[Records drawn from a dataset]
################

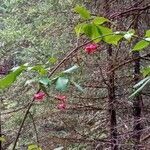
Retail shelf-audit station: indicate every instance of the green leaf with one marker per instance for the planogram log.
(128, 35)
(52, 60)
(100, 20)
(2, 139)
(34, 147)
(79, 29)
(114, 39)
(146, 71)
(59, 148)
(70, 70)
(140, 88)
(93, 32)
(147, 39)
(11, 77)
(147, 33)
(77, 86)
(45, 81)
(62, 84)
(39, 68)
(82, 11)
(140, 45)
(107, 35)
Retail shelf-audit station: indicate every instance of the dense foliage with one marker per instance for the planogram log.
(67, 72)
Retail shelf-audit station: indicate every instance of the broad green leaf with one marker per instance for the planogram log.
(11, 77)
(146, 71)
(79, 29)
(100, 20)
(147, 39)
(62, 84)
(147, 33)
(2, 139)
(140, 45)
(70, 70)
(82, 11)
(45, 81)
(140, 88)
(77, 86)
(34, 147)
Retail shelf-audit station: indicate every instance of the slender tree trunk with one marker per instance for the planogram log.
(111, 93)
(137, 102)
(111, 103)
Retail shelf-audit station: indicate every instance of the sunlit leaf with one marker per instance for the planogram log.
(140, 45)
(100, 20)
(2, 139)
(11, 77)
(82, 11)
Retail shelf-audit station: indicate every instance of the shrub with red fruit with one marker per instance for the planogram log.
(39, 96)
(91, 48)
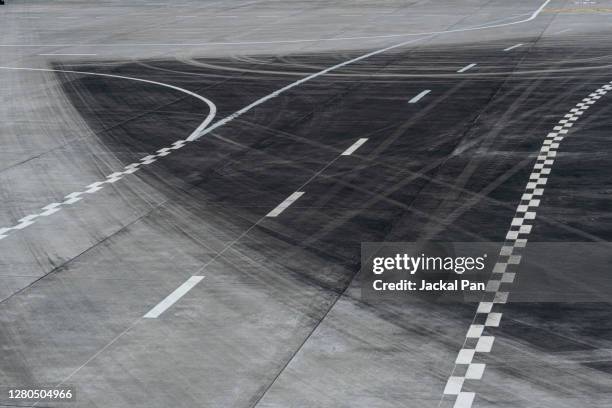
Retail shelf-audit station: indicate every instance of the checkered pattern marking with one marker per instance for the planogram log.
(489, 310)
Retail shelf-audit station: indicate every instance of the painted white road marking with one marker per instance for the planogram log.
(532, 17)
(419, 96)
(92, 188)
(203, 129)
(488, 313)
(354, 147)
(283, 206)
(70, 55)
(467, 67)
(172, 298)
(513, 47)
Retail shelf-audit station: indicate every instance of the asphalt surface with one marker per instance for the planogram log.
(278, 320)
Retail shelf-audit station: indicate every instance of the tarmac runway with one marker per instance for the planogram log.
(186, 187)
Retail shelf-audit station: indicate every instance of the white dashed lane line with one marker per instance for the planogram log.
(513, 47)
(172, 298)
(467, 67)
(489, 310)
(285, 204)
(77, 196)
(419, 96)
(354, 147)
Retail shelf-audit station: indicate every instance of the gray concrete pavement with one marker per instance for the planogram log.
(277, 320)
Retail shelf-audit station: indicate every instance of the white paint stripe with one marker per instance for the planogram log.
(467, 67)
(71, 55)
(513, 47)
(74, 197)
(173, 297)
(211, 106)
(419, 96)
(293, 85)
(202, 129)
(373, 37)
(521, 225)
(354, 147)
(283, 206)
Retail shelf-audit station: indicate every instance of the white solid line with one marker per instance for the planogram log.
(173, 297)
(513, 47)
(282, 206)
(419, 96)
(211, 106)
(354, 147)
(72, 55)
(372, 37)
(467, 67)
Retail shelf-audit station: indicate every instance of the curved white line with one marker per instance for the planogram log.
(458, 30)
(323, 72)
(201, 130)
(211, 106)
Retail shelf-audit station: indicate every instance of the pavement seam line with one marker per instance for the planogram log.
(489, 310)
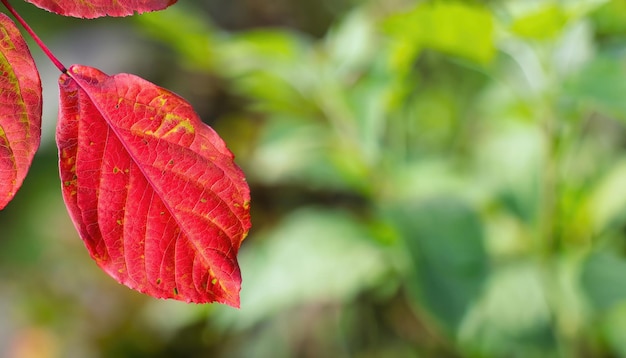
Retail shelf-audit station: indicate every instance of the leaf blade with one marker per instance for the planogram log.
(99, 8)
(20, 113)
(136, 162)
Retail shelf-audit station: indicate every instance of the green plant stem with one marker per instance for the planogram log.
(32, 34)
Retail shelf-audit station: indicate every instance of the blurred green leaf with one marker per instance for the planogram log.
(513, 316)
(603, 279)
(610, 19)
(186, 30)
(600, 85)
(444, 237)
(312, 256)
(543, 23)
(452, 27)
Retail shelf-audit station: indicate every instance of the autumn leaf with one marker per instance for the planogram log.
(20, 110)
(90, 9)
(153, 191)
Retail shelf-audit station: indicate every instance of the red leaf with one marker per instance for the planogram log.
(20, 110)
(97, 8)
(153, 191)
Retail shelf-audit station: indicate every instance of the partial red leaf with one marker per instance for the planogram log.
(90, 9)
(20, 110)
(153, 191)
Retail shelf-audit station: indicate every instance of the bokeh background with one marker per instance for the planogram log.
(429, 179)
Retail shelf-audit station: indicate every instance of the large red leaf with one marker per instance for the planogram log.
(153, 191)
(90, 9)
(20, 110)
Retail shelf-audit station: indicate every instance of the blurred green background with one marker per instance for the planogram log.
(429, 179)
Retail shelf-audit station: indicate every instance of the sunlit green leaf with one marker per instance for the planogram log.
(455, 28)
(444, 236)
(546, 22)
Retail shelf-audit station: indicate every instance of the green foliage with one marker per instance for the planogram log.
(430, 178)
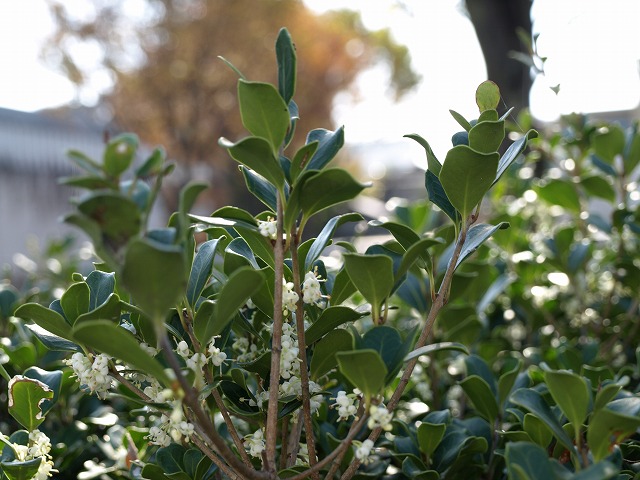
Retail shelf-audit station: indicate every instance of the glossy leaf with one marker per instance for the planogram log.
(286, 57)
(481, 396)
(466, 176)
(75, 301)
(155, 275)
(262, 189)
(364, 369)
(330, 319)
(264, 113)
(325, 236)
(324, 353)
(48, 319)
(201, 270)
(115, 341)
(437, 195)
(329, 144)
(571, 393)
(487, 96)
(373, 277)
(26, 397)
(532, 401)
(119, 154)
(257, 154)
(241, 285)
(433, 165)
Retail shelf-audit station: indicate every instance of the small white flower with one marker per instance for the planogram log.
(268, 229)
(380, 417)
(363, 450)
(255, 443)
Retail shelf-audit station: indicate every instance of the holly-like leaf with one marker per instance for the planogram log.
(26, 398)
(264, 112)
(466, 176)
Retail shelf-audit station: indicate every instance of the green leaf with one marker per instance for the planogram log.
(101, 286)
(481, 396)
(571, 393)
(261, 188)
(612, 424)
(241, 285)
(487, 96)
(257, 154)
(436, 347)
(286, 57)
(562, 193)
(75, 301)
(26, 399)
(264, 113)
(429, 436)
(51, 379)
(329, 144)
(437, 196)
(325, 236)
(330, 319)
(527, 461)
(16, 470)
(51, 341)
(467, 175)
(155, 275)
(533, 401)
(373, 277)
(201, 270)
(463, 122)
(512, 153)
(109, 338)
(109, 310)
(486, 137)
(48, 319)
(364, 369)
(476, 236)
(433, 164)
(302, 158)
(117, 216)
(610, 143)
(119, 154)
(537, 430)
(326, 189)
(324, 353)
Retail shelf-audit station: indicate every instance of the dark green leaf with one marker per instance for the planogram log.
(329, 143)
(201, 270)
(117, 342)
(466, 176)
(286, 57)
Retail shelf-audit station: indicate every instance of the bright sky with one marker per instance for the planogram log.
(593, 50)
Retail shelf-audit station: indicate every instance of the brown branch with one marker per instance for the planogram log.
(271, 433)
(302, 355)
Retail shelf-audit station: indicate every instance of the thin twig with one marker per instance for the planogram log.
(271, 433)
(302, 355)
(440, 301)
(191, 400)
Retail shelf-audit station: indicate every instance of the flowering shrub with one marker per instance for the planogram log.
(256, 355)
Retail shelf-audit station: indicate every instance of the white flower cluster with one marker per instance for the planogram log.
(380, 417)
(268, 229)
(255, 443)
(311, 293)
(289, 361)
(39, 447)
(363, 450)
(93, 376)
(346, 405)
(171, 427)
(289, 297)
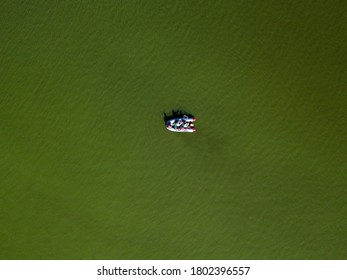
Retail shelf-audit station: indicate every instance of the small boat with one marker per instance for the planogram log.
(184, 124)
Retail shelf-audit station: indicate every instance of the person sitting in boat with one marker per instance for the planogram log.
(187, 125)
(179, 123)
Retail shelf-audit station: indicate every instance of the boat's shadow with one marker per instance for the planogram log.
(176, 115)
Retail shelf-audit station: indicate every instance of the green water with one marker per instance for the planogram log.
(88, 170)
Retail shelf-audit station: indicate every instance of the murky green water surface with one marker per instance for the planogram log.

################

Action item:
Reprint each of the records exactly and skip the images.

Task answer:
Retail shelf-audit station: indicate every instance of the green leaf with one marker per instance for the planogram log.
(128, 35)
(52, 60)
(100, 20)
(2, 139)
(34, 147)
(79, 29)
(114, 39)
(146, 71)
(59, 148)
(70, 70)
(140, 88)
(93, 32)
(147, 39)
(11, 77)
(147, 33)
(77, 86)
(45, 81)
(62, 84)
(39, 68)
(82, 11)
(140, 45)
(107, 35)
Retail shelf-audit station: indicate every instance of the dense foliage with one marker per instance for the planogram log.
(67, 72)
Retail shelf-audit station: indicate every instance of the broad green leaf with one marker per instance for the planogram log.
(11, 77)
(146, 71)
(79, 29)
(100, 20)
(147, 39)
(62, 84)
(147, 33)
(2, 139)
(140, 45)
(70, 70)
(82, 11)
(45, 81)
(140, 88)
(77, 86)
(34, 147)
Retail shelf-audit station: indicate every instance of the slender tree trunk with one marker per instance for the planogram log.
(111, 93)
(137, 102)
(111, 103)
Retail shelf-audit station: indicate every instance of the sunlit leaf with one marker per instance for the planogram log.
(140, 45)
(100, 20)
(2, 139)
(11, 77)
(82, 11)
Retail shelf-audit station: indicate every instance of the shrub with red fruit with one marker per instance for the planogram log.
(39, 96)
(91, 48)
Retail shelf-audit station: indicate every instance of the checkered pattern marking with one marker per instance for the planogram log.
(489, 310)
Retail shelf-audit station: indicate every instance of the painted white road marking with one marker per instance for the planogram log.
(532, 17)
(419, 96)
(92, 188)
(203, 129)
(488, 313)
(354, 147)
(283, 206)
(70, 55)
(467, 67)
(172, 298)
(513, 47)
Retail shelf-audit station: indicate every instance of the asphalt surface with one marker per instance for the planogram log.
(278, 320)
Retail shelf-audit station: indicate every instance of the tarmac runway with one marker per instance for the planogram log.
(186, 187)
Retail shelf-audit station: indicate every instance of the white dashed lane line with one marker per instance for the planogram log.
(513, 47)
(172, 298)
(467, 67)
(489, 310)
(285, 204)
(77, 196)
(419, 96)
(354, 147)
Retail shelf-audit station: indicate every instance of the gray concrete pavement with one marker per instance for the planogram log.
(277, 320)
Retail shelf-audit station: indicate every instance of the white paint stripe with one marker per instance for the planogram log.
(467, 67)
(71, 55)
(513, 47)
(74, 197)
(173, 297)
(211, 106)
(419, 96)
(293, 85)
(202, 129)
(373, 37)
(521, 225)
(354, 147)
(283, 206)
Retail shelf-audit station: indicate every instance of the white solid line with one marker per instance for the planogram log.
(173, 297)
(513, 47)
(282, 206)
(419, 96)
(211, 106)
(354, 147)
(72, 55)
(372, 37)
(467, 67)
Retail shelf-audit station: indicate every instance of the curved white line with one marker per instance for the planogram log.
(458, 30)
(323, 72)
(201, 130)
(211, 106)
Retail shelf-audit station: indicate every instance of the pavement seam line with one marker per instance for the planogram log.
(489, 310)
Retail shelf-audit station: indicate every instance of the leaf blade with one marker per instance for the planogram log.
(99, 8)
(20, 113)
(136, 162)
Retail shelf-audit station: indicate every instance of the green plant stem with one marker per instance for the planogram log.
(32, 34)
Retail shelf-audit station: indicate every instance of the blurred green leaf with one marker per instance for the planogram log.
(513, 316)
(603, 279)
(610, 19)
(186, 30)
(600, 85)
(444, 237)
(312, 256)
(543, 23)
(452, 27)
Retail shelf-audit station: indicate every instance of the autumn leaf with one marker per instance for the planogram log.
(20, 110)
(90, 9)
(153, 191)
Retail shelf-audit station: indicate every instance of the red leaf with one marker per instance for the planogram log.
(20, 110)
(97, 8)
(153, 191)
Retail shelf-audit station: indicate every instance of the partial red leaf with one marker per instance for the planogram log.
(90, 9)
(20, 110)
(153, 191)
Retail shelf-audit station: indicate every instance of the bokeh background with one marker per instance for the planogram log.
(429, 179)
Retail shelf-audit station: indicate every instance of the large red leaf with one marker per instance for the planogram log.
(153, 191)
(90, 9)
(20, 110)
Retail shelf-audit station: indicate every instance of the blurred green background with one marker per instance for the planogram log.
(429, 179)
Retail shelf-audit station: indicate every instance of the sunlit green leaf with one marker per instance for the planogram log.
(455, 28)
(444, 236)
(546, 22)
Retail shelf-audit station: indicate every instance of the green foliage with one marker per instance for the planogram log.
(430, 178)
Retail shelf-audit station: indicate every instance of the glossy leaf with one marker per instance for the planogram log.
(286, 57)
(481, 396)
(466, 176)
(75, 301)
(155, 275)
(262, 189)
(364, 369)
(330, 319)
(264, 113)
(325, 236)
(324, 353)
(48, 319)
(201, 270)
(115, 341)
(437, 195)
(329, 144)
(571, 393)
(487, 96)
(373, 277)
(26, 397)
(532, 401)
(119, 154)
(257, 154)
(241, 285)
(433, 165)
Retail shelf-audit station: indicate every instance of the small white flower with one marker per instance for the planogram log.
(268, 229)
(380, 417)
(363, 450)
(255, 443)
Retail shelf-audit station: indicate every instance of the holly-like leaf with one marker per instance for the planogram log.
(26, 398)
(264, 112)
(466, 176)
Retail shelf-audit station: indicate every instance of the green leaf with one marker per instance for the planogram log.
(101, 286)
(481, 396)
(571, 393)
(261, 188)
(612, 424)
(241, 285)
(487, 96)
(257, 154)
(436, 347)
(286, 57)
(562, 193)
(75, 301)
(26, 399)
(264, 113)
(429, 436)
(51, 379)
(329, 144)
(437, 196)
(325, 236)
(330, 319)
(527, 461)
(16, 470)
(51, 341)
(467, 175)
(155, 275)
(533, 401)
(373, 277)
(201, 270)
(463, 122)
(512, 153)
(109, 338)
(109, 310)
(486, 137)
(48, 319)
(364, 369)
(476, 236)
(433, 164)
(302, 158)
(117, 216)
(610, 143)
(119, 154)
(537, 430)
(326, 189)
(324, 353)
Retail shelf-audit station: indicate every instance of the dark green leaf with one marker per instance for the planogram log.
(329, 143)
(201, 270)
(117, 342)
(466, 176)
(286, 57)
Retail shelf-audit station: indicate every instance of the bright sky with one marker per instance for the planogram log.
(593, 50)
Retail shelf-audit station: indicate every instance of the brown branch with one marker per instance for the planogram log.
(271, 433)
(302, 355)
Retail shelf-audit station: indicate every instance of the thin twig with one marker per instance for the planogram log.
(271, 433)
(302, 355)
(440, 301)
(191, 400)
Retail shelf-audit station: indicate every instance of the flowering shrub with one marker per instance for the planogram log.
(256, 355)
Retail shelf-audit station: indicate every instance of the white flower cluster with one marker per instance for the planogram log.
(380, 417)
(268, 229)
(255, 443)
(311, 293)
(289, 361)
(39, 447)
(363, 450)
(93, 376)
(346, 405)
(171, 427)
(289, 297)
Retail shelf-audit station: indicate every instance of the small boat with one marker per instance for the planogram log.
(184, 124)
Retail shelf-audit station: indicate every instance of the person sitting in boat with one marker per instance for the planogram log.
(187, 125)
(179, 123)
Retail shelf-audit station: indicate every instance of the boat's shadow with one marker per instance for the planogram log.
(176, 115)
Retail shelf-audit station: indicate every instance of the green water with one marker per instance for the planogram log.
(88, 170)
Retail shelf-audit station: indicate every instance of the murky green water surface with one marker per instance for the planogram log.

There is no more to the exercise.